REQUIREMENT: Copy out each line below that contains the string "instance", matching case exactly.
═══ STORED DATA ═══
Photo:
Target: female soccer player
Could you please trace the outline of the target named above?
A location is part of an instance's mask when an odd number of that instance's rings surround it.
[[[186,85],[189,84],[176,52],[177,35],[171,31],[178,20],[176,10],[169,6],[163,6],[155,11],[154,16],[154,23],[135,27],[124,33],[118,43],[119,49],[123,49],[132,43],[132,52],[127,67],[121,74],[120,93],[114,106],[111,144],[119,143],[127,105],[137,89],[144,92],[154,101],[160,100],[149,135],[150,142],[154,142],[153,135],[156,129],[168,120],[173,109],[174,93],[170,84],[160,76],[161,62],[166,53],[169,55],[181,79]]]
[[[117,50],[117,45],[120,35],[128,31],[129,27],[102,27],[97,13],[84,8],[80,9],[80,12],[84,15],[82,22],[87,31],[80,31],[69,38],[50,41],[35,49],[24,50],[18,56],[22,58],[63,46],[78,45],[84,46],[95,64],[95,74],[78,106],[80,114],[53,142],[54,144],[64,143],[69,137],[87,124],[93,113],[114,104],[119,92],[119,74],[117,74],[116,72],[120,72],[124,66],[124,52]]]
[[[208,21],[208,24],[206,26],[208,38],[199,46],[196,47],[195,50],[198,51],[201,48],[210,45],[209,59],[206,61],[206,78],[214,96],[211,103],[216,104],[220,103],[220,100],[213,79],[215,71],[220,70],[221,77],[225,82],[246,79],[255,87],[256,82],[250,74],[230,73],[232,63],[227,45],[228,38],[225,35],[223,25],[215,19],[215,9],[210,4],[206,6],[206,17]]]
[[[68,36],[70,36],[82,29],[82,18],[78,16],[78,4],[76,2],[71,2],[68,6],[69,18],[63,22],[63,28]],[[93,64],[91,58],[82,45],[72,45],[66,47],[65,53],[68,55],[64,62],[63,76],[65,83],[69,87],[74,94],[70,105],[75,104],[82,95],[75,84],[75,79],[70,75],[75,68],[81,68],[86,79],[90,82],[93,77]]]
═══
═══ STORED DATA ═══
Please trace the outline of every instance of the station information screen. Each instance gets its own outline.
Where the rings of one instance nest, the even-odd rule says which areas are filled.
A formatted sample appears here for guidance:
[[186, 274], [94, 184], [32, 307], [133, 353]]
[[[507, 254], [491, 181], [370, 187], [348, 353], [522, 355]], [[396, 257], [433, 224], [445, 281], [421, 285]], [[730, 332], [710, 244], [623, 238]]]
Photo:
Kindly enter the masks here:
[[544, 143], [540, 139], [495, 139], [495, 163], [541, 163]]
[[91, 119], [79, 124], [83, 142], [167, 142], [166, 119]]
═══
FINISHED TASK:
A location is part of an instance's mask when an odd number of that instance's rings surround it.
Please trace the outline of every instance of the station information screen. Each instance gets its own outline.
Where the rings of one instance nest, the even-odd rule says which areas are filled.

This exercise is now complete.